> Work to complete
The required output is every line from the beginning of the entries below through the line that includes "point(351, 461)", copied exactly.

> Data excerpts
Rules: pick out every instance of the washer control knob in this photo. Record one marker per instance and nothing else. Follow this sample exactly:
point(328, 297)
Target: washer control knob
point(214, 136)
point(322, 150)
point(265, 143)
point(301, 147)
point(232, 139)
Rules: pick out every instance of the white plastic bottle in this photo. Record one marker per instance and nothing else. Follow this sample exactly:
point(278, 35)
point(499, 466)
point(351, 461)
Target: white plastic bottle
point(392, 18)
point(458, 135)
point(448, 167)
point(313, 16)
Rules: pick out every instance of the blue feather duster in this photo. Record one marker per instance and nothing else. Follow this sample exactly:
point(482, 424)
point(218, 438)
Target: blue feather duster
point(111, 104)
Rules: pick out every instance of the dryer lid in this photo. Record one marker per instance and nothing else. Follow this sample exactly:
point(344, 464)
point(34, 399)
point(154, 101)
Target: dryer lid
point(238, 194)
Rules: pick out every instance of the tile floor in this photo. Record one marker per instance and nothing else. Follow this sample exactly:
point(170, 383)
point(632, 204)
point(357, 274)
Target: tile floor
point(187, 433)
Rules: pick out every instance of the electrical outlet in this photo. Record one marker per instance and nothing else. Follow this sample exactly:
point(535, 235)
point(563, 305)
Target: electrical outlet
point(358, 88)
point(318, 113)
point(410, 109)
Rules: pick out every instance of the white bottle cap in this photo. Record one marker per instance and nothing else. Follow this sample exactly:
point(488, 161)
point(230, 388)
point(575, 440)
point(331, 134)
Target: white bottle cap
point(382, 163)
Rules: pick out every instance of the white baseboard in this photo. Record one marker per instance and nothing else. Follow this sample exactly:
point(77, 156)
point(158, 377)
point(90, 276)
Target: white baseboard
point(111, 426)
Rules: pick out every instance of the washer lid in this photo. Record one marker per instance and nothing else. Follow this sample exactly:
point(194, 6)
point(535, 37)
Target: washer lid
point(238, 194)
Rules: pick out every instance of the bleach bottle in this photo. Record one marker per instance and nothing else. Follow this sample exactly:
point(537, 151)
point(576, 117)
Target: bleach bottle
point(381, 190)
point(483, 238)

> Solution for this exercise
Rules: pick out every instance of the washer control knob in this photo. Record one marker per instance and nothing else. Follow this sample exactly:
point(328, 297)
Target: washer control knob
point(214, 136)
point(322, 150)
point(265, 143)
point(301, 147)
point(232, 139)
Rules: pick out every instance of the white plastic bottle in this photo. Record one marker per instance and nothing else. Follow this sample exactly:
point(278, 35)
point(499, 466)
point(351, 461)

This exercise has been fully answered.